_Task requirements_
Please pick up the personal reflection on questioning the wish for many children and carry it on past its final paragraph.

_Provided text_
= = = = = = =

It doesn’t make sense, yet I feel so strongly that I should be able to do this, that I am completely denying the truth of whether I actually could. Maybe it has more to do with my lack of trust in the economy, or my dislike of being dependent on other people – but there is so much about that lifestyle that I cannot do, and rather than accept that fact, I become discontent with my lack of ability.

Then there is the idea that a good life includes a huge family, which brings on the desire for many children. Only I couldn’t have more than one child, and even trying to adopt didn’t work out. All of my life this was something I wanted, and I could not understand why some people didn’t want that. In these later years, however, as I pick and pull at these desires that have driven my life, I begin to question: Why? Why do I want children? Why do I believe having a lot of children is the definition of success?

I was so upset by my failures in this area, that I was constantly feeling driven to try harder, and beg for more that I never stopped to question whether I should. I loved being a mom, don’t get me wrong, but there is so much about being a parent that is beyond my ability or comfort level, that the knowledge my son has grown beyond those years should bring me peace rather than a longing to return.

Being judged by other people, for instance, is a huge struggle for me. Yet parents are being judged constantly, and it seems nothing can be done ‘right.’ The more children a person has, the more room to be judged. On top of that, I am completely awkward around other people. Playdates, schools, teachers, playgrounds, other parents, birthday parties… having children demands interaction, and all of this was way beyond my comfort level.

= = = = = = =

_Data section_
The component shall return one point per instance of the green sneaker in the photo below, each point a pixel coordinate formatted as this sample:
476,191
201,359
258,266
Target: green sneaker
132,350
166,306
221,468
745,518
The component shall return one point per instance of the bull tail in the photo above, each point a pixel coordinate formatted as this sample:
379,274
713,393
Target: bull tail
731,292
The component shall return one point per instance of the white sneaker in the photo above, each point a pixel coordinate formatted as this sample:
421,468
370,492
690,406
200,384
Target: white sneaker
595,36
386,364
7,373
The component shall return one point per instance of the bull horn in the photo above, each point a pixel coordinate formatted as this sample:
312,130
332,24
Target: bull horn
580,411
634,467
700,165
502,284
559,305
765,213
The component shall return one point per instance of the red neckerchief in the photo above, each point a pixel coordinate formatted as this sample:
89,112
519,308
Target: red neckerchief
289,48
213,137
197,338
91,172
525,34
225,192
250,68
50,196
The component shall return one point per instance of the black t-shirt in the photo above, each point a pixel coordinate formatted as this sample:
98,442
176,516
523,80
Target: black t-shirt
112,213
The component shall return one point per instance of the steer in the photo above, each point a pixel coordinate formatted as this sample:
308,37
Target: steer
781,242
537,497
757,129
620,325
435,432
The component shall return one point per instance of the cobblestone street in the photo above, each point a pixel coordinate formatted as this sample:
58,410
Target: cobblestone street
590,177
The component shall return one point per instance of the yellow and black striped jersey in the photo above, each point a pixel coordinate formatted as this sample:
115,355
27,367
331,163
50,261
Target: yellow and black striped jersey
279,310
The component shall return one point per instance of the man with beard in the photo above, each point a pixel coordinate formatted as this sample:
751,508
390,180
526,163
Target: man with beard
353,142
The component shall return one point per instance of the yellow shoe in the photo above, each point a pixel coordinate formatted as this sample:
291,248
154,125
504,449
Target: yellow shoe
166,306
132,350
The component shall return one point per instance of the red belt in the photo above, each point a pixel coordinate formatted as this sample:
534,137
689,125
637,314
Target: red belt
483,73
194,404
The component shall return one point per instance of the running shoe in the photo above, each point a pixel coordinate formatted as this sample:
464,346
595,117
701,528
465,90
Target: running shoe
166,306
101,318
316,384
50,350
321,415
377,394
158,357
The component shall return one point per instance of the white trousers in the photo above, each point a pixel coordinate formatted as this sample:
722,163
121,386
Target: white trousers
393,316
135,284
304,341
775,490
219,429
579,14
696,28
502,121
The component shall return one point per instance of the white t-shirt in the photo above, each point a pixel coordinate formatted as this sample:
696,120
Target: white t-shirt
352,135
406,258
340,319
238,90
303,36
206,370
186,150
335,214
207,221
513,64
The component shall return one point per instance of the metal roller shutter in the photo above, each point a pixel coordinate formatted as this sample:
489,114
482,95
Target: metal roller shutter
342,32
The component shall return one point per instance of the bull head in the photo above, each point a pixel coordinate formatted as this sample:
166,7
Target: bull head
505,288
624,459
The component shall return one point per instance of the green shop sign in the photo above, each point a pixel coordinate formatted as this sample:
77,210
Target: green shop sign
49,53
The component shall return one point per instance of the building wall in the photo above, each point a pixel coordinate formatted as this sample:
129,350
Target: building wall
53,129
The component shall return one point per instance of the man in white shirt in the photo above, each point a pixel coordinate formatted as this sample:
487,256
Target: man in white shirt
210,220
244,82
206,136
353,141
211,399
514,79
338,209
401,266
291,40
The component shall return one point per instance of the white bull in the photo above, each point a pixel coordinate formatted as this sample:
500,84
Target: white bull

= = = = = = =

_Reply to the task_
Then there is the idea of being responsible for the health, safety, and well-being of another person. The very idea of that level of… power – it terrifies me. And with children, all of my sensory issues are tested to the limits each and every day, and my attention (which automatically turns inward, and is quickly exhausted when pulled out of myself) is demanded at all times.

Above all of this, there is the constant terror of all that could go wrong, and I see it all. Someone said that having children means to forever have your heart go walking around outside of your body – and this is both completely true, and overwhelmingly terrifying for me: anything could happen. Anything.

I like my quiet. I like having a lot of time to sit, and think, and analyze. I like having a lot of alone time, without demands being placed on me to get things done. There is so much involved in both of these areas which I am not good at, that even the desire to live in such ways leaves me feeling like a failure.

So I believe I have been given this time to review and rewrite my idea of what success means, and to understand what drives this discontent in my life, and figure out how to let it go.